* [What to work on]: Copy the records below word for word, from the very first line down to and including the line with "x=167, y=143".

* [Dataset rows]:
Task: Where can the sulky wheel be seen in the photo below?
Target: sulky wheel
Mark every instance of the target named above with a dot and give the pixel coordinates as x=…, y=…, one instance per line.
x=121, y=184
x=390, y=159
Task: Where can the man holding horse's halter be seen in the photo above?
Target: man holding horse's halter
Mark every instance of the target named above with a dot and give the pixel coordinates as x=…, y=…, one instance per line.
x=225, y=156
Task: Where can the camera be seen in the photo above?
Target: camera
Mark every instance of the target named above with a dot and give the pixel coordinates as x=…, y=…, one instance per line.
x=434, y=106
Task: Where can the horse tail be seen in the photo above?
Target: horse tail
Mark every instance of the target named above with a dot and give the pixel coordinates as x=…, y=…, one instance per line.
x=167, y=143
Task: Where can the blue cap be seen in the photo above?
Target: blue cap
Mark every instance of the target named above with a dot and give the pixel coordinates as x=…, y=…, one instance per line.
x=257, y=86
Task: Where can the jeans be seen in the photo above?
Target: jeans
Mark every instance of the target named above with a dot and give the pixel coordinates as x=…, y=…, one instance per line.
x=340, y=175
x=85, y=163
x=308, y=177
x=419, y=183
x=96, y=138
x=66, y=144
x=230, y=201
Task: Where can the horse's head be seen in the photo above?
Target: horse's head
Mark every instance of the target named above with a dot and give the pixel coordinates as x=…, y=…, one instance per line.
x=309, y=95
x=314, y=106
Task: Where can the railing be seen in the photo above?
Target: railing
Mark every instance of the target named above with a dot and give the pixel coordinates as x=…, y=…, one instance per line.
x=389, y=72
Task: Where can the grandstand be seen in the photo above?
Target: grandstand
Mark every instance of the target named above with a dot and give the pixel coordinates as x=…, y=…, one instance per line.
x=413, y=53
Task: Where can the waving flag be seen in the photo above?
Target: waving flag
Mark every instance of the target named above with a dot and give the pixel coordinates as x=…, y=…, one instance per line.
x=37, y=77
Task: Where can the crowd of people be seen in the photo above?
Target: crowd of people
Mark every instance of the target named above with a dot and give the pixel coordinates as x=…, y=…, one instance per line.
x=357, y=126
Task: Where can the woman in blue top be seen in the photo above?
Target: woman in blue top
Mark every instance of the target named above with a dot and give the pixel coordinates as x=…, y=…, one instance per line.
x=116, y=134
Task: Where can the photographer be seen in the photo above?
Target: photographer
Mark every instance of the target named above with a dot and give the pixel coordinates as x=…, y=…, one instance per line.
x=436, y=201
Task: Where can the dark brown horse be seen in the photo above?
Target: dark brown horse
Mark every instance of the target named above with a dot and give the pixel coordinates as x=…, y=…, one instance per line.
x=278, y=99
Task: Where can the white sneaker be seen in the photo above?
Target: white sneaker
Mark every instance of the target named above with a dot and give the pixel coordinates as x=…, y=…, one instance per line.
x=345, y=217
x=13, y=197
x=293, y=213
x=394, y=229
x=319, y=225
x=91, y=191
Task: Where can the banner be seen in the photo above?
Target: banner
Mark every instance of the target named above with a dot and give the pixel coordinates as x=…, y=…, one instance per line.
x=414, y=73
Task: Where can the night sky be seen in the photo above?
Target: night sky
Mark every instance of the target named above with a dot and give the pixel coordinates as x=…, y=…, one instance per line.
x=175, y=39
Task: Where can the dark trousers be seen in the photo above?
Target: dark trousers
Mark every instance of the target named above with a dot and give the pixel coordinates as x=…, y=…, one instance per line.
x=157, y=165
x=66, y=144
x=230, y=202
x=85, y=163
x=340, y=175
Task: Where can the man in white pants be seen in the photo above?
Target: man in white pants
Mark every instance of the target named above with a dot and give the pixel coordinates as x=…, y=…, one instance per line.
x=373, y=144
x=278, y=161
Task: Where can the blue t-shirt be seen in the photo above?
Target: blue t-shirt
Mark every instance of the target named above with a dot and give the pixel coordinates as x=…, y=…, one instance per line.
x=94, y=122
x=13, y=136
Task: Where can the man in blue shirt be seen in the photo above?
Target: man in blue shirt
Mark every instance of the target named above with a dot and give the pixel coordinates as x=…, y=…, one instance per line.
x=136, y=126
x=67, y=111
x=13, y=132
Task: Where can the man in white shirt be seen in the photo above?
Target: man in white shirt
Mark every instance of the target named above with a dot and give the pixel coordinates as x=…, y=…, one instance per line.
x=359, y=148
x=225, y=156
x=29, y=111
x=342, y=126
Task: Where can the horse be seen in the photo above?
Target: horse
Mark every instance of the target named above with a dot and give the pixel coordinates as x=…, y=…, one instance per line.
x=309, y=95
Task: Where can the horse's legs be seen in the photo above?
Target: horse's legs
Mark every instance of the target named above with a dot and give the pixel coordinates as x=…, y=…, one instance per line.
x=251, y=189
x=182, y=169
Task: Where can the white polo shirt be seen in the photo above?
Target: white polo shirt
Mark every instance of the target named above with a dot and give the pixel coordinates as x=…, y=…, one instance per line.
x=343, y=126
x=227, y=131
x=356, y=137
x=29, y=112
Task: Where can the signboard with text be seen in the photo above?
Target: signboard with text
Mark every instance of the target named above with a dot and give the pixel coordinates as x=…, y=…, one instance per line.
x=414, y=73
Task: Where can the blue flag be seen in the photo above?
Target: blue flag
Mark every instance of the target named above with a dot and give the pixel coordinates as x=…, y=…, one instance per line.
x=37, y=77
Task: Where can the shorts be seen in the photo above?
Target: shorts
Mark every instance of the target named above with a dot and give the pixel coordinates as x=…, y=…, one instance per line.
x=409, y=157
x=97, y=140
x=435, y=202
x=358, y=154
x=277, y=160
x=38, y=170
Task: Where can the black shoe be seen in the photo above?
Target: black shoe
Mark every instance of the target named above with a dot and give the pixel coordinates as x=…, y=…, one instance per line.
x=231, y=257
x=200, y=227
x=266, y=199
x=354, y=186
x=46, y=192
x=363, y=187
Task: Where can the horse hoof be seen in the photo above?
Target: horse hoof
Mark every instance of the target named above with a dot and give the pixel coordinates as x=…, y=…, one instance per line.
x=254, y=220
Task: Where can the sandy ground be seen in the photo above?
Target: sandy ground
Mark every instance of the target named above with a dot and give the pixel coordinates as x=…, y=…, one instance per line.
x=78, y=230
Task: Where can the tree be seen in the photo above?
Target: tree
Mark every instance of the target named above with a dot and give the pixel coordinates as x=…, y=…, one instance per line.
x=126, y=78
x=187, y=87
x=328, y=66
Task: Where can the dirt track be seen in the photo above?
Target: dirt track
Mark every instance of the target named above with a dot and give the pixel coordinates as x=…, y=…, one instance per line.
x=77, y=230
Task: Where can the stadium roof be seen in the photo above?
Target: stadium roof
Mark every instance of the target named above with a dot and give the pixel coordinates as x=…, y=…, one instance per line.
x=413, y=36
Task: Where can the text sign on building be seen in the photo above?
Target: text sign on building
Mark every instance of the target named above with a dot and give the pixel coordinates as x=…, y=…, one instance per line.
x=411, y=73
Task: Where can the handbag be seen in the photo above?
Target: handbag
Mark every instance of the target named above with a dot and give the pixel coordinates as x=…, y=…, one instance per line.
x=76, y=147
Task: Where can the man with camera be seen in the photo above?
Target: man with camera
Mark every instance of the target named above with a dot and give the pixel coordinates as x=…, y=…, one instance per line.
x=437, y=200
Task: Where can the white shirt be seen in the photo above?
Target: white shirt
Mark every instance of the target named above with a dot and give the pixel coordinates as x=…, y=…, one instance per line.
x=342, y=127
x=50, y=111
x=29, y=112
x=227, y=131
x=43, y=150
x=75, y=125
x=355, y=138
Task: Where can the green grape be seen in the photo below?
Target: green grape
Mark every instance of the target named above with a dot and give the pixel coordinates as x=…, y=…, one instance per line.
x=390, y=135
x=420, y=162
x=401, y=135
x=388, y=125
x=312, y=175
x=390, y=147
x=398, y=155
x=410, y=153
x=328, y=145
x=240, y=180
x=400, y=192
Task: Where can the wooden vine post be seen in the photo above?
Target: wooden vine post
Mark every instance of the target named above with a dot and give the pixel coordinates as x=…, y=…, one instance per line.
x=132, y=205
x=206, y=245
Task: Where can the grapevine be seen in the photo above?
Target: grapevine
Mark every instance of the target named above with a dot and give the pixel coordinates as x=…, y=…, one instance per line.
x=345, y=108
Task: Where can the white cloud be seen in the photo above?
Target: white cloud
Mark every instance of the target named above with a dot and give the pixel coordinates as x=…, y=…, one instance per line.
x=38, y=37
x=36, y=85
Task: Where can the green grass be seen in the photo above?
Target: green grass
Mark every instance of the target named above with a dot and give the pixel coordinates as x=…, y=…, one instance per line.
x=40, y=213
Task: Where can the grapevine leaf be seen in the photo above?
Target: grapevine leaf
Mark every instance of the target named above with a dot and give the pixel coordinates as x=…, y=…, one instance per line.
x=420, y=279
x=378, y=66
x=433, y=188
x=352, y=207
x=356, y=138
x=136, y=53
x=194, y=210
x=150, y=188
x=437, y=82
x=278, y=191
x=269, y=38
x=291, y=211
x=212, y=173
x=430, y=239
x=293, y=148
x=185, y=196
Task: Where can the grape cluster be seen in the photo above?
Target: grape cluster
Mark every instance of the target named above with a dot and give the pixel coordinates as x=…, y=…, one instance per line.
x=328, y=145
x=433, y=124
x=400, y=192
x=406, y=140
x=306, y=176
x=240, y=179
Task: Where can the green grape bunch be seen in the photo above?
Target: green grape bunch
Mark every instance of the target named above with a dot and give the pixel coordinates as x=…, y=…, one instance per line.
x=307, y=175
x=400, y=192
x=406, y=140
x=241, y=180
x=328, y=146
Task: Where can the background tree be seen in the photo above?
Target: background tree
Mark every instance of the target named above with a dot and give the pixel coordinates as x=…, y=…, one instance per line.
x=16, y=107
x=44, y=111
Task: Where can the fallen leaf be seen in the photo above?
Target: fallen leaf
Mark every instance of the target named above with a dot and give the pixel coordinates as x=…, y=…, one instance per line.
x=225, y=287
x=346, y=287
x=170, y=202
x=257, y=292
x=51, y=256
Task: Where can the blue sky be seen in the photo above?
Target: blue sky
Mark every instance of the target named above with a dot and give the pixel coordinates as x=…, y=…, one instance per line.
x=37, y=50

* [Result of the exercise]:
Task: Where can the sulky wheel be seen in the photo below?
Target: sulky wheel
Mark every instance of the target named above with a dot and give the pixel coordinates as x=…, y=…, one instance per line.
x=121, y=184
x=390, y=159
Task: Where can the man holding horse's halter be seen in the photo above?
Target: man holding horse's halter
Mark every instance of the target named above with a dot and give the pixel coordinates as x=…, y=…, one instance per line.
x=225, y=156
Task: Where can the camera be seen in the photo above?
Target: camera
Mark every instance of the target named above with a dot and give the pixel coordinates as x=…, y=…, one instance per line.
x=434, y=106
Task: Where can the horse tail be seen in the photo above?
Target: horse tail
Mark every instance of the target named above with a dot and give the pixel coordinates as x=…, y=…, one instance per line.
x=167, y=143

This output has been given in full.